▶ [Requisito]
Transcriba literalmente el pasaje del texto sobre la independencia judicial, comenzando en "Ahora bien, las" y terminando en "poderes de mayoría.".

▶ [Fragmento del texto]
◆ ◆ ◆

Esta naturaleza de la jurisdicción es por sí sola suficiente para explicar el carácter no consensual ni representativo de la legitimación de los jueces y para fundar la independencia respecto a cualquier poder representativo de la mayoría. Precisamente porque la legitimidad del juicio reside en las garantías de la imparcial determinación de la verdad, no puede depender del consenso de la mayoría, que ciertamente no hace verdadero lo que es falso ni falso lo que es verdadero. Por eso, el carácter electivo de los magistrados o la dependencia del ministerio público del ejecutivo están en contradicción con la fuente de legitimación de la jurisdicción. El sentido de la frase de Brecht "pero habrá un juez en Berlín" es que debe existir un juez en condiciones de absolver o condenar (y antes aún una acusación pública en grado de no iniciar o de iniciar una acción penal) contra la voluntad de todos, cuando falten o existan pruebas de culpabilidad.

Ahora bien, las dos fuentes de legitimación de la jurisdicción que provienen del cambio de paradigma del estado de derecho que he ilustrado antes -la garantía de los derechos fundamentales del ciudadano y el control de legalidad de los poderes públicos- añaden otros dos fundamentos al principio de independencia del poder judicial de los poderes de mayoría.

Precisamente porque los derechos fundamentales y sus garantías, según una feliz expresión de Ronald Dworkin, son derechos y garantías "contra la mayoría", también el poder judicial instituido para su tutela debe ser un poder virtualmente "contra la mayoría". No se puede condenar o absolver a un ciudadano porque esto responda a los intereses o a la voluntad de la mayoría.

◆ ◆ ◆

▶ [Datos proporcionados]
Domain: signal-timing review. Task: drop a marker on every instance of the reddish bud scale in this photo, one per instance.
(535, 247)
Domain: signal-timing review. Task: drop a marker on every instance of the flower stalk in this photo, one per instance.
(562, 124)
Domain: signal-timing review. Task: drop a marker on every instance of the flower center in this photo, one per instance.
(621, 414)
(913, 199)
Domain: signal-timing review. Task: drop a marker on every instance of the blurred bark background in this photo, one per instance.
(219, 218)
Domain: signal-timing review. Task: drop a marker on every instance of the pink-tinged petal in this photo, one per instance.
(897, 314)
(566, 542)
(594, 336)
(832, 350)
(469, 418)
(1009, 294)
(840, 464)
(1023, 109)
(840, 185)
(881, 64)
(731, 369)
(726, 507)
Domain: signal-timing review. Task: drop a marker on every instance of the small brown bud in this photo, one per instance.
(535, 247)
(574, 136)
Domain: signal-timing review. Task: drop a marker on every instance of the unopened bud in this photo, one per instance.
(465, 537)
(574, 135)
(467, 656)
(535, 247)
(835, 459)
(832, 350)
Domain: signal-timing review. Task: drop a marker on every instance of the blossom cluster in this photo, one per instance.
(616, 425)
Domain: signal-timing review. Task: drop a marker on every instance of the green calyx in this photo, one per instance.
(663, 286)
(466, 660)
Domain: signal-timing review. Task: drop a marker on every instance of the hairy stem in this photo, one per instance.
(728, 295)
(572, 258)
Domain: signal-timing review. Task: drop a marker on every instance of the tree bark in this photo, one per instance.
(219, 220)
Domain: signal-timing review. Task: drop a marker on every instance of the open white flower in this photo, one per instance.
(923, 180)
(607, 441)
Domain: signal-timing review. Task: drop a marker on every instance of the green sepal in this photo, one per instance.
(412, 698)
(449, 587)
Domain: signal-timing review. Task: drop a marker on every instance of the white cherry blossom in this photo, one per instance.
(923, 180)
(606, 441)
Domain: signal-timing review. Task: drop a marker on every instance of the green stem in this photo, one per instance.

◆ ◆ ◆

▶ [Resultado]
Ahora bien, las dos fuentes de legitimación de la jurisdicción que provienen del cambio de paradigma del estado de derecho que he ilustrado antes -la garantía de los derechos fundamentales del ciudadano y el control de legalidad de los poderes públicos- añaden otros dos fundamentos al principio de independencia del poder judicial de los poderes de mayoría.